Recently we are in process of working with Presto and configuring Hive Connector to it. It got connected successfully with steps given at prestodb.io/docs/current/connector/hive.html. An overview of our architecture is Presto is running on a different machine (Presto Machine) use Hive connector to communicate with Hadoop cluster which is running on different machines. Presto Machine have hive.properties file which tells Presto to use thrift connection to hive client and hdfs-site core-site.xml files for HDFS.
Below is the architecture of our environment.
Below is the command to invoke presto…
/presto –server XX.X.X.XX:9080 –catalog hive
There is no presto user exists in my Hadoop environment. Everything is working well as per documentation and Presto Machine/CLI can query data from Hive database.
But missing information in documents and question is with what Hadoop user, Presto is connected to?
Presto is using hiveServer2, and data present in Hive. I dig further in Ambari configurations and found that hive.server2.enable.doAs is set to “false” which means is that Hiveserver2 will run MR jobs in HDFS as “hive” user. Permissions in HDFS files related to Hive can be given only to “hive” users. We can call this configuration as HiveServer2 access with limited HDFS access. This default configuration shows that data is visible to any system on same network with just Presto(any other connector using HiveServer2).

**Task list**
1. Answer these questions about the post on Presto and Hive.
(a) Which port appears in the command used to invoke presto?
(b) In the Ambari configurations, what value is hive.server2.enable.doAs set to?
(c) Which file on the Presto Machine tells Presto to use a thrift connection to the Hive client?
2. Write out the part of the post on Presto and Hive between "Below is the architecture" and "from Hive database.", inclusive.

Dataset items:

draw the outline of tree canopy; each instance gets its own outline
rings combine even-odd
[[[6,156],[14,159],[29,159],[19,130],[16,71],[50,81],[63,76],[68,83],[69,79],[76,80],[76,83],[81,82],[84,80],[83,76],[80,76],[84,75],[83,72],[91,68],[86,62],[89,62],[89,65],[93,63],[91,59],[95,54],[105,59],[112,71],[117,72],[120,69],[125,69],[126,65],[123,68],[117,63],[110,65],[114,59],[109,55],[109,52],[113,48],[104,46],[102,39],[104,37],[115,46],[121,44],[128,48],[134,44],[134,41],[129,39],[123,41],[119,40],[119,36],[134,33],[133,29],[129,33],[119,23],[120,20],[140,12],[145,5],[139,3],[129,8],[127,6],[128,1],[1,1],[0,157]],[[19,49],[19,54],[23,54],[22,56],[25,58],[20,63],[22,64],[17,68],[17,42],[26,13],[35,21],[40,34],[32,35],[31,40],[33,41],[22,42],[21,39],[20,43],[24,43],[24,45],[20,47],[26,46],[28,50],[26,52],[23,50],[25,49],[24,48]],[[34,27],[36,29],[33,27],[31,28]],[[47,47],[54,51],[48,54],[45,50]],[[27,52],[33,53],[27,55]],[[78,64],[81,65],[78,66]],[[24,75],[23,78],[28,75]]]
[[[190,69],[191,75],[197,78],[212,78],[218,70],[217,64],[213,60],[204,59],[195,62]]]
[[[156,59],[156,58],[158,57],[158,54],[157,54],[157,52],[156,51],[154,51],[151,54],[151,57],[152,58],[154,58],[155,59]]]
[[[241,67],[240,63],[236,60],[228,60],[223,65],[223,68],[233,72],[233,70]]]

**In response**
1.
(a) 9080
(b) "false"
(c) hive.properties

2.
Below is the architecture of our environment.
Below is the command to invoke presto…
/presto –server XX.X.X.XX:9080 –catalog hive
There is no presto user exists in my Hadoop environment. Everything is working well as per documentation and Presto Machine/CLI can query data from Hive database.